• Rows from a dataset
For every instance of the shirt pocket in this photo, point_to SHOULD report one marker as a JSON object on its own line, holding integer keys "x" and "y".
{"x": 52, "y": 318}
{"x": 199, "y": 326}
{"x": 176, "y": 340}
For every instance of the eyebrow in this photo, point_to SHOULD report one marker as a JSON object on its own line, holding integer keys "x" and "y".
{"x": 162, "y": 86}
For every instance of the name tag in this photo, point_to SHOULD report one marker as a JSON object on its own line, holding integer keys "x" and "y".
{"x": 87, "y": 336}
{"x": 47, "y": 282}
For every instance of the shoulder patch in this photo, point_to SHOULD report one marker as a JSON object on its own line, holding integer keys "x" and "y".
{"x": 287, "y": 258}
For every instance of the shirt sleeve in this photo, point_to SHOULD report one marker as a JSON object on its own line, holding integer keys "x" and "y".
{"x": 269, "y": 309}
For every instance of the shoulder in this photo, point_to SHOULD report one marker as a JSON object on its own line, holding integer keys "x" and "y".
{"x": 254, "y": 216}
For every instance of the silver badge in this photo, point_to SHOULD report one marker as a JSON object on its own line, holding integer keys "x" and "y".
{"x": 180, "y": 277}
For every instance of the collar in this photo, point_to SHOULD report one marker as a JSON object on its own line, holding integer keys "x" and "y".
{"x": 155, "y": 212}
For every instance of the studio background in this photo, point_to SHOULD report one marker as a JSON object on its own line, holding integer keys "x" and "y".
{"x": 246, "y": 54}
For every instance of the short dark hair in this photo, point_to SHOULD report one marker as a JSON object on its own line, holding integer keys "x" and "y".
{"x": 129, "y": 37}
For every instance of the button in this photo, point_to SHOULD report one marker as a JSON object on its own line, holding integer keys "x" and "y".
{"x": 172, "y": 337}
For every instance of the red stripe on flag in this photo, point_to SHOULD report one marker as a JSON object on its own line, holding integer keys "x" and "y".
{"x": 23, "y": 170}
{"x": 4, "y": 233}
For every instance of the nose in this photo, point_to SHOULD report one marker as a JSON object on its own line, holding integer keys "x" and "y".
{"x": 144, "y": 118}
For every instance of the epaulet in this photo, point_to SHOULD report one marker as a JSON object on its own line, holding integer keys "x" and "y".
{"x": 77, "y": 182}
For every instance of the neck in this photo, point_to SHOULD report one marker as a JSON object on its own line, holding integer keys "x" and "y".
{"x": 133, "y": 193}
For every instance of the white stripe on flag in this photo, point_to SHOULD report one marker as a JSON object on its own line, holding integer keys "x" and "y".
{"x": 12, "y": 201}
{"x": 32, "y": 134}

• What the exercise asks
Format the records from the line with "For every instance of the red" through the end of the records as a two-column CSV headed task and value, one row per task: put the task text in task and its answer in value. Each field should be quoted, with line breaks replaced by spaces.

• Expected answer
task,value
"For every instance of the red stripe on flag in this photo, point_to SHOULD report one marker as a JSON object on its own line, holding integer keys ""x"" and ""y"".","{""x"": 23, ""y"": 170} {""x"": 4, ""y"": 233}"
"For every instance of the nose in this photo, point_to SHOULD report one marker as a JSON object on its own line, holding integer keys ""x"" and ""y"".","{""x"": 144, ""y"": 118}"
"For every instance of the epaulet in this photo, point_to SHOULD report one marker as a JSON object on its own line, holding integer keys ""x"" and ""y"".","{""x"": 77, ""y"": 182}"
"For every instance of the neck in this photo, point_to SHOULD report one marker as a JSON object on its own line, holding integer keys ""x"" and ""y"".","{""x"": 133, ""y"": 193}"
"For every instance of the white stripe on flag in this photo, point_to SHOULD report one marker as a JSON object on its own line, holding integer keys ""x"" and ""y"".","{""x"": 12, ""y"": 201} {""x"": 32, ""y"": 134}"